--- Passage provided ---
What Time Is It? – An Overview of the Church Calendar and Liturgical Year

By |2018-08-13T15:45:00+00:00January 10th, 2017|Categories: Anglican Life|Tags: , |11 Comments
Joshua Steele

Joshua Steele

Managing Editor at Anglican Pastor
Joshua is in charge of the day-to-day operations at Anglican Pastor. He is a Transitional Deacon in the Anglican Church in North America, serving at Church of the Savior in Wheaton, IL. He is also a Ph.D. student in theology at Wheaton College.
Joshua Steele

 

This post is a part of Rookie Anglican, a blog dedicated to Making Anglicanism Accessible.

What time is it?

At first glance, it might not seem like it, but this is one of the most important questions a human being can ask!

Thankfully, there’s an Anglican answer! Or better, there is a Christian answer, which the Anglican tradition helps proclaim!

Keeping Sacred Time: The Liturgical Year


Whereas many world religions seek salvation as an escape from time, Christianity proclaims salvation as a redemption of time (Schmemann, For the Life of the World, 47-8).

Keeping sacred time did not begin with the Christian movement, however, for the Church calendar traces its origins to the principal feasts of Judaism:

  1. the Feast of Unleavened Bread (Passover; Deut 16:1-8),
  2. the Feast of Weeks (Pentecost; Deut 16:9-12), and
  3. the Feast of Booths (Deut 16:13-17).

In order to commemorate God’s redemptive acts and continual blessings, these three feast days required special worship at the temple in Jerusalem. According to Christians, however, the redemptive acts of God commemorated in Judaism find their fulfillment in God’s invasion of and triumph over time through Jesus Christ.

--- Required actions ---
a) Swap "Transitional Deacon" for "Priest" in the church calendar overview, then give the part that opens with the words containing "What Time Is It? –" and closes with "at Wheaton College.".
b) Pick out each line of the records that holds the string "shirt".
The records that come next have no connection to the church calendar overview.

--- Extracted entries ---

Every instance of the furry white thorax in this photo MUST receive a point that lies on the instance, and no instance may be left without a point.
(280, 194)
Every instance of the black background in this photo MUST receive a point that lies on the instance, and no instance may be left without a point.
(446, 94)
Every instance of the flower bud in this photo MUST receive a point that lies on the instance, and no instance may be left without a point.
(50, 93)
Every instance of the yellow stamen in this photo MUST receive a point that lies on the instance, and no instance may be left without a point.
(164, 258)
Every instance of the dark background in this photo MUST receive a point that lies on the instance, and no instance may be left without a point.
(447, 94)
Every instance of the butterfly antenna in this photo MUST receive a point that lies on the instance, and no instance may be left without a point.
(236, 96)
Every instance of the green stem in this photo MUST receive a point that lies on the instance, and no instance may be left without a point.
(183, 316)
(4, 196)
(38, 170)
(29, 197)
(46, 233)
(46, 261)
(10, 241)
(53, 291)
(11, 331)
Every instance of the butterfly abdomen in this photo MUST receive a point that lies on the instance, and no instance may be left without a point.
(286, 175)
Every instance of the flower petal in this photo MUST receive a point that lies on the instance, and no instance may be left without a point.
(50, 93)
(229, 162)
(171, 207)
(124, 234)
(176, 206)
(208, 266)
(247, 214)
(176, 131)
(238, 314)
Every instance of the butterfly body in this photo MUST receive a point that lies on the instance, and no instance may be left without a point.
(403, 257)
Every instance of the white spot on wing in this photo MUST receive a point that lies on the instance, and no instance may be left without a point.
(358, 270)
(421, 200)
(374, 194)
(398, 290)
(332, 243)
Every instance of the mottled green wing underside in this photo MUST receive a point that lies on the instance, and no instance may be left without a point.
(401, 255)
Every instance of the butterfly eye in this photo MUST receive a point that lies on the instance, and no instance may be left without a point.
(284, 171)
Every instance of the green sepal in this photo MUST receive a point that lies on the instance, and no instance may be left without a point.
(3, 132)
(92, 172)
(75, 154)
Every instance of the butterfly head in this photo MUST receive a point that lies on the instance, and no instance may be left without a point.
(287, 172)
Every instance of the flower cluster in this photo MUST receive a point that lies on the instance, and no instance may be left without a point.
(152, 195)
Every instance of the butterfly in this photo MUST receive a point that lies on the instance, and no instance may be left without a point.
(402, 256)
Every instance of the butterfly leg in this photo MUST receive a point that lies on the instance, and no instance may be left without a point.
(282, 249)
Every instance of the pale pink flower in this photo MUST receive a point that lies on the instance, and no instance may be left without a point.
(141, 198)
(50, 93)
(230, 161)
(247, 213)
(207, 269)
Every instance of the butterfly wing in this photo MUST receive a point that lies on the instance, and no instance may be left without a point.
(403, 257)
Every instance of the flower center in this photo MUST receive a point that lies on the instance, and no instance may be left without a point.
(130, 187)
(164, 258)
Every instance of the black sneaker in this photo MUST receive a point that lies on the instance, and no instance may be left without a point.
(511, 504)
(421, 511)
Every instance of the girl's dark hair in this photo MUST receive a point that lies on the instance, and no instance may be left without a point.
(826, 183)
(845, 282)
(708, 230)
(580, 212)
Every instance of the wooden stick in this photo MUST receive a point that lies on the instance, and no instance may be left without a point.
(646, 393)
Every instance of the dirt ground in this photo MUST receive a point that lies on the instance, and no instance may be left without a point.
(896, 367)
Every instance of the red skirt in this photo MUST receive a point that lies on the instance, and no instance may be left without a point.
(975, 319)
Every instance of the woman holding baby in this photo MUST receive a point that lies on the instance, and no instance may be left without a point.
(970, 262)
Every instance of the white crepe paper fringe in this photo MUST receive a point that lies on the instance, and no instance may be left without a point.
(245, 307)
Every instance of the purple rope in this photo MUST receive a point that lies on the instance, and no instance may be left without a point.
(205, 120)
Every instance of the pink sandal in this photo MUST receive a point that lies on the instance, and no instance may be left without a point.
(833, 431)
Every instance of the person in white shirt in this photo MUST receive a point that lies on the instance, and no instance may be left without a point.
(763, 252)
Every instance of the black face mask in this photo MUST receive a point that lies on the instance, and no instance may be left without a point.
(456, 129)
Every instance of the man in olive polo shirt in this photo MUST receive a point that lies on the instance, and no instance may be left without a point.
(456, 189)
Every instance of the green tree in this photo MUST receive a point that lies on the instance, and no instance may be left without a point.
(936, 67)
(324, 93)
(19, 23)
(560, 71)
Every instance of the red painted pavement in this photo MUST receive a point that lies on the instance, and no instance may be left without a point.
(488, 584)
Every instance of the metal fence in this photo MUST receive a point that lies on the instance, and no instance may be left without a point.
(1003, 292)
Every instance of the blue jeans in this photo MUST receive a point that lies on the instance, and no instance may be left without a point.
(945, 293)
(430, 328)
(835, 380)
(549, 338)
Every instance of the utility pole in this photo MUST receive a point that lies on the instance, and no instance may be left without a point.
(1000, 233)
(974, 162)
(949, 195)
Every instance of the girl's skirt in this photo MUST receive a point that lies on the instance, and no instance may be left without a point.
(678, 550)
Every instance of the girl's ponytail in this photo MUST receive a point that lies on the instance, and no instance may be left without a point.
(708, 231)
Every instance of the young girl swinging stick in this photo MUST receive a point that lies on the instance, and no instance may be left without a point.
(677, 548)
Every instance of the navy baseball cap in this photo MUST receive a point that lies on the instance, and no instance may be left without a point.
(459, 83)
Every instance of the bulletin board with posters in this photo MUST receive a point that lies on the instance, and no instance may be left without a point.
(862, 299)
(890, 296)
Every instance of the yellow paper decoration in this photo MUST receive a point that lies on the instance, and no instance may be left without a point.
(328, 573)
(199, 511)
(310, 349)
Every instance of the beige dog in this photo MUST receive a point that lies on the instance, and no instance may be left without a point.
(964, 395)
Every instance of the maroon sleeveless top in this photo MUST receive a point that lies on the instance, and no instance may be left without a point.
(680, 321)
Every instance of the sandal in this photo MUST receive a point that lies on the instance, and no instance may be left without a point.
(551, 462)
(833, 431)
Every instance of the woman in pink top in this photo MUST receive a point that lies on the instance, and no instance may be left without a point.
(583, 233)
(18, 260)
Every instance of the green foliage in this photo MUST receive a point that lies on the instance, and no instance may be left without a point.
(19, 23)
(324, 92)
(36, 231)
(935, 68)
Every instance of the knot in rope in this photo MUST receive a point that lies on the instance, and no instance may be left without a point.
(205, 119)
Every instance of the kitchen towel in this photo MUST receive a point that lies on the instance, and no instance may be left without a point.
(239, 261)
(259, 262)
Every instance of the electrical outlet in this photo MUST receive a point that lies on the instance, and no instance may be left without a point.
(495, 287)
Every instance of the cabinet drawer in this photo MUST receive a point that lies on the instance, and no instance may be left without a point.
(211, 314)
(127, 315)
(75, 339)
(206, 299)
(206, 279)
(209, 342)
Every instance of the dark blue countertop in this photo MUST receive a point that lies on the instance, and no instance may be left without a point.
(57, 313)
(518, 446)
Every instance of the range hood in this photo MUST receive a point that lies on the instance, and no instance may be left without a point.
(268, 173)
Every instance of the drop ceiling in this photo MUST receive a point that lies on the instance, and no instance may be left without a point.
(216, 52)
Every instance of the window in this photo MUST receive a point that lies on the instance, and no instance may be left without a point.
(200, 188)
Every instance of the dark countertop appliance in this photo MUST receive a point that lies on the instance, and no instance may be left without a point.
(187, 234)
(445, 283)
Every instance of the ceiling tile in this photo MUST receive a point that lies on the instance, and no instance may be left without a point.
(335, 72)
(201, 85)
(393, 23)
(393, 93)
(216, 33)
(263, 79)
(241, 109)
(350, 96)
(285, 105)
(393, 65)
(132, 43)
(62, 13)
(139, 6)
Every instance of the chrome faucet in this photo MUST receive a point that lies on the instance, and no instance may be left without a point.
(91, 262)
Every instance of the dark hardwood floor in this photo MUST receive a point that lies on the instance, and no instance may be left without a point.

--- Results of the exercise ---
a)
What Time Is It? – An Overview of the Church Calendar and Liturgical Year

By |2018-08-13T15:45:00+00:00January 10th, 2017|Categories: Anglican Life|Tags: , |11 Comments
Joshua Steele

Joshua Steele

Managing Editor at Anglican Pastor
Joshua is in charge of the day-to-day operations at Anglican Pastor. He is a Priest in the Anglican Church in North America, serving at Church of the Savior in Wheaton, IL. He is also a Ph.D. student in theology at Wheaton College.

b)
Every instance of the person in white shirt in this photo MUST receive a point that lies on the instance, and no instance may be left without a point.
Every instance of the man in olive polo shirt in this photo MUST receive a point that lies on the instance, and no instance may be left without a point.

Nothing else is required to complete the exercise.